[Collected data]
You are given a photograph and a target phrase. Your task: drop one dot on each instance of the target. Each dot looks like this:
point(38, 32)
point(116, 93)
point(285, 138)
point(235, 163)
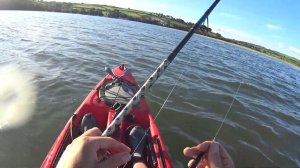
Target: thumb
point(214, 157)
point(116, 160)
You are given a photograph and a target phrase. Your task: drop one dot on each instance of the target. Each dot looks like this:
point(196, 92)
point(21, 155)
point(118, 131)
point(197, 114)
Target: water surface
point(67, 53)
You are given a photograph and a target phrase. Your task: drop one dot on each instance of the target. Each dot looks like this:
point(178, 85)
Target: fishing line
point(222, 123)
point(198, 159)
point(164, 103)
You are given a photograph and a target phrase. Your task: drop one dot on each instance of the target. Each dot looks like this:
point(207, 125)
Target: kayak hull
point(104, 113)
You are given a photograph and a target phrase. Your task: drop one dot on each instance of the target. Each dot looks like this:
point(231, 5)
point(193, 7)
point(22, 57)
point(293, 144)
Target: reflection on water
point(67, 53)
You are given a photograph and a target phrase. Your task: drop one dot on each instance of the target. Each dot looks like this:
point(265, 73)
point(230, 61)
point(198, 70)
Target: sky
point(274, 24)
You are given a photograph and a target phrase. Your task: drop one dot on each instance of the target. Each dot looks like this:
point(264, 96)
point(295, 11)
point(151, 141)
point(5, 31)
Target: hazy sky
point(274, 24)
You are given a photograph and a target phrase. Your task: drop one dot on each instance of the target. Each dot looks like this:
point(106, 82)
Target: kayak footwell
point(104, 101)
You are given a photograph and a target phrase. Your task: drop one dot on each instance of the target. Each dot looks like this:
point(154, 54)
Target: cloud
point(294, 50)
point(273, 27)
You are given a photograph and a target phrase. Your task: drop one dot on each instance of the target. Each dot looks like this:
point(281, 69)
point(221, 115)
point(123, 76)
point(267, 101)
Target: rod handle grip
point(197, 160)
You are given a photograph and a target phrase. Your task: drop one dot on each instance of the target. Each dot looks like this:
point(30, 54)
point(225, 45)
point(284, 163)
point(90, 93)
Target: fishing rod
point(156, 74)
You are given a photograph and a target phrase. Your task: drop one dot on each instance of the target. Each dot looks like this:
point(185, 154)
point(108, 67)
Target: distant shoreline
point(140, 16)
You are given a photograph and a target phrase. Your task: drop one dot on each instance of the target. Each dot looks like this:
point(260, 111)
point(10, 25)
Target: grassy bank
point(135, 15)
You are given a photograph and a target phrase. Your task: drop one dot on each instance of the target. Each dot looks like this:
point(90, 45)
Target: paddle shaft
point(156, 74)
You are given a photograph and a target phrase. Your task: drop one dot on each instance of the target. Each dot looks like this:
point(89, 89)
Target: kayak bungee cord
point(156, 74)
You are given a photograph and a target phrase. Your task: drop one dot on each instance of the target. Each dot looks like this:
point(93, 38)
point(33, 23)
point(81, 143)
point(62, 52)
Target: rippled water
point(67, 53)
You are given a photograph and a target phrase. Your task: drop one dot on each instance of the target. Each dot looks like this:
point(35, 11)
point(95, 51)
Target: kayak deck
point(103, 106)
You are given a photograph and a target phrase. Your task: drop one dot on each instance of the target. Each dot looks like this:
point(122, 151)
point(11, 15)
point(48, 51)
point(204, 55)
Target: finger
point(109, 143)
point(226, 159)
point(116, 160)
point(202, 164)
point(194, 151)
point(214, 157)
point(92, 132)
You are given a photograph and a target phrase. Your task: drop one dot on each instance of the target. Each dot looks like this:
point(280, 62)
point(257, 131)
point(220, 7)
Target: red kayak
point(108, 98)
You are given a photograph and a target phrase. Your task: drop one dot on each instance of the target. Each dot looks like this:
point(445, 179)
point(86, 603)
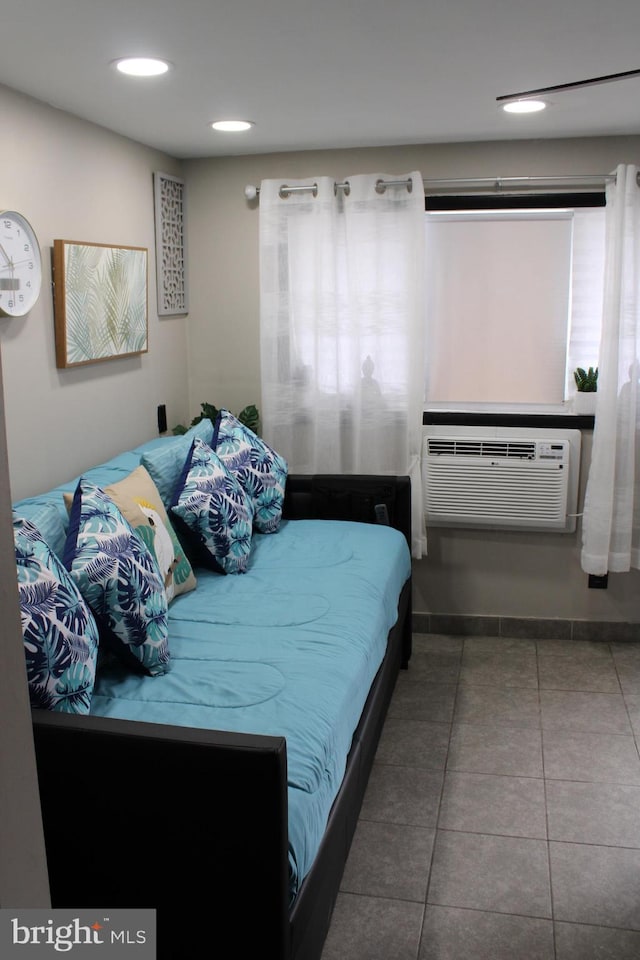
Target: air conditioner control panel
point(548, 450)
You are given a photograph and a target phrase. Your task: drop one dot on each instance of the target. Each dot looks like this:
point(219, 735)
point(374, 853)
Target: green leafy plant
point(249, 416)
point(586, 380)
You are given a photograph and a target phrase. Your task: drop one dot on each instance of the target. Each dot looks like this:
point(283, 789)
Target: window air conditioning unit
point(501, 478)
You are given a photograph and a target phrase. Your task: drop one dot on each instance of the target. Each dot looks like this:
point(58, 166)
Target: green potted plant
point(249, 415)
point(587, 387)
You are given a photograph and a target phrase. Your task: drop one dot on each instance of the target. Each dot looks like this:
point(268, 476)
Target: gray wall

* The problem *
Set down every entry word for word, but omit the pictures.

* Response to the task *
You are given a photograph and a target phrase. Your task: drop one dot on each instance of the target. Each dot looks like this:
point(38, 32)
point(116, 93)
point(285, 138)
point(235, 163)
Target: thumb
point(214, 157)
point(116, 160)
You are given a photograph and a target phrase. Your task: drop one dot on each instance of the target. Each dot looks like this:
point(196, 92)
point(21, 155)
point(118, 131)
point(197, 114)
Target: water surface
point(67, 53)
You are given a photograph and a target phrase. Your task: drop one dot on each instance of the target. Each dot looks like this:
point(178, 85)
Target: fishing line
point(222, 123)
point(198, 159)
point(164, 103)
You are given a photograph and a target phrase. Your task: drop one dot on each instance of the target. Each dot looks like this:
point(207, 125)
Target: kayak hull
point(104, 113)
You are given a photograph and a target phrase. Your task: drop one dot on each instance of the target. Each dot looks like this:
point(231, 5)
point(193, 7)
point(22, 57)
point(293, 144)
Target: reflection on water
point(67, 53)
You are given a photograph and a target phrase. Your task: drop one dot on each instance of the target. Each dot looks like this:
point(265, 73)
point(230, 61)
point(198, 70)
Target: sky
point(274, 24)
You are given a photograph and a target phrase. Your task: drop one dot on each instance of the target. Each dot looks like this:
point(264, 96)
point(295, 11)
point(151, 141)
point(5, 31)
Target: hazy sky
point(274, 24)
You are given a photograph and a target phrase. Your task: drop one dot on each instance of the target. Each dot looks like this:
point(106, 82)
Target: kayak footwell
point(104, 101)
You are given a photograph and a target phrase. Your task: drop one dot on each instance of the target. Each dot looks like this:
point(154, 54)
Target: cloud
point(294, 50)
point(273, 27)
You are given a photograph and a target phrase. Your task: drop one dot on each instance of the target. Each dot looks like this:
point(281, 69)
point(221, 115)
point(123, 76)
point(267, 101)
Target: rod handle grip
point(197, 160)
You are given a photograph and a target phrase. Your task: drop one dot on each instance of the target. Each dot looks like this:
point(30, 54)
point(225, 45)
point(284, 163)
point(90, 93)
Target: fishing rod
point(156, 74)
You are given a photograph and a target phrase. Your task: drop one dot on each instance of the target. Each dot looks like this:
point(185, 154)
point(108, 67)
Target: distant shoreline
point(140, 16)
You are given a photograph and a target phrase. Your task: drop one dot on each instance of the target. Each dot looks like this:
point(260, 111)
point(10, 25)
Target: grassy bank
point(135, 15)
You are given a photograph and a target phrase. Your task: drop one dot on each instance of the target. Each dot looks like this:
point(90, 45)
Target: paddle shaft
point(156, 74)
You are given a photograph and a target phrase. Your task: drop one dot on each instance of the target. Each dot looks like this:
point(89, 89)
Target: kayak bungee cord
point(156, 74)
You are given a photograph and a target phrase. Your task: drop one dot on each instance of the target. Each dot looks like this:
point(93, 38)
point(33, 23)
point(81, 143)
point(62, 52)
Target: rippled water
point(67, 53)
You are given a photograph and a target phrase. Your task: drop one dot on each instance of the target. Each dot looks like this:
point(35, 11)
point(95, 51)
Target: kayak deck
point(103, 106)
You are given a photograph and a target phrase. Your task: drop one dot on each instance of the target. Each dot looks like this:
point(122, 151)
point(11, 15)
point(48, 51)
point(204, 55)
Target: finger
point(109, 143)
point(226, 159)
point(116, 160)
point(202, 164)
point(194, 151)
point(214, 157)
point(92, 132)
You are given a photograph and a target phrase. Your task: drop one dot on each instance of the target. Each dot looks like this:
point(280, 62)
point(257, 131)
point(220, 7)
Target: red kayak
point(108, 98)
You are given a photograph and a target phrase. Your task: drop one dot on each instance of the target. Each dot looks like this:
point(445, 179)
point(86, 603)
Target: air conditioner control panel
point(548, 450)
You are given a photograph and a target phrase. Your task: drop one dot on each instance of the target. Each dot looks like this:
point(219, 735)
point(374, 853)
Target: green leafy plant
point(249, 416)
point(586, 380)
You are given a photograph and a target phrase. Your task: drop one dot on each instance of the target. Each dot looks like this:
point(283, 789)
Target: window air conditioning unit
point(501, 478)
You are given a photograph and a target phrase. Your task: drop one dot on each instance of the target. Each dot looks like this:
point(58, 166)
Target: green potted plant
point(249, 415)
point(587, 387)
You are given a photograph and a target phrase. Your task: drop one dot on each instance of the target. Each dot looks like this:
point(268, 476)
Target: gray wall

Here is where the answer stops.